No, a little bit of randomness is not okay
But when I played Hellcard, I noticed something else that defines the genre - something much more interesting and which could theoretically be separated from randomness.
Abilities in card games are more qualitative than quantitative. I'll start the comparison by looking at some non-card games.
A weapon in a shooter usually does a certain amount of damage. A powerup or matching damage types to enemy weaknesses might increase your damage by a certain fraction, like 50%, but everything can deal damage to everything. The same is true of units in RTS games: they often have artificial "counter" relationships, like spearmen dealing bonus damage to cavalry, but a lot of cavalry can overcome a few spearmen.
Halo is a shooter with a few counterexamples: the Plasma Pistol's charge shot deals infinite damage to shields (but low damage to health), and headshots with certain weapons deal infinite damage to health (but no bonus damage to shields). These aspects are designed qualitatively.
The real world is overwhelmingly quantitative. Water "counters" fire, but a small amount of water can't put out a big fire. Any object can be moved or any wall can be broken through, no matter how heavy or how strong, with enough force.
Abilities in Hellcard are designed more qualitatively. For example, some cards inflict "freeze" status on an enemy (which stops its next attempt to move or attack), and these cards can freeze *any* enemy, even the final boss, just as easily as they can freeze a low-level enemy. There are other abilities like "stun" and "move an enemy out of range so they have to spend a turn getting back in range before they can attack", which work similarly.
In turn-based RPGs, status effect abilities like stun often exist, but powerful enemies are often immune to them.
Damage and blocking in Hellcard are quantitative - you and enemies have certain amounts of health, dealing a certain amount of damage subtracts that amount of health, and having a certain amount of block absorbs that much incoming damage. But there are cards that say "break a monster's block", and that can break *any* amount of block.

> Data:
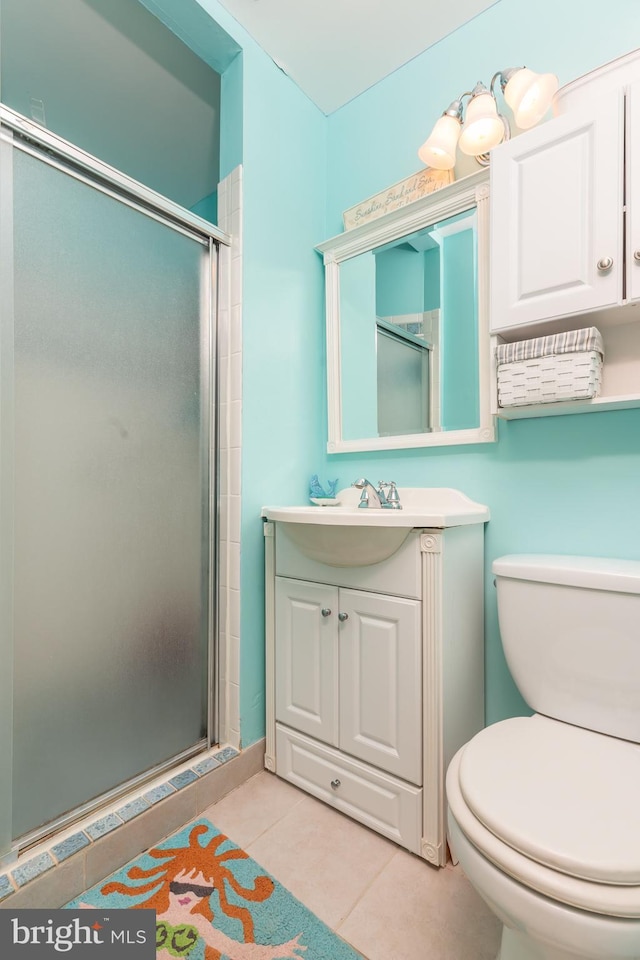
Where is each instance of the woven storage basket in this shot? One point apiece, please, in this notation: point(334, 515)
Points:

> Requirement: Write out, word for word, the part of the card-game design text above that opens with the words containing "No, a little" and closes with "some non-card games.".

> Solution below:
No, a little bit of randomness is not okay
But when I played Hellcard, I noticed something else that defines the genre - something much more interesting and which could theoretically be separated from randomness.
Abilities in card games are more qualitative than quantitative. I'll start the comparison by looking at some non-card games.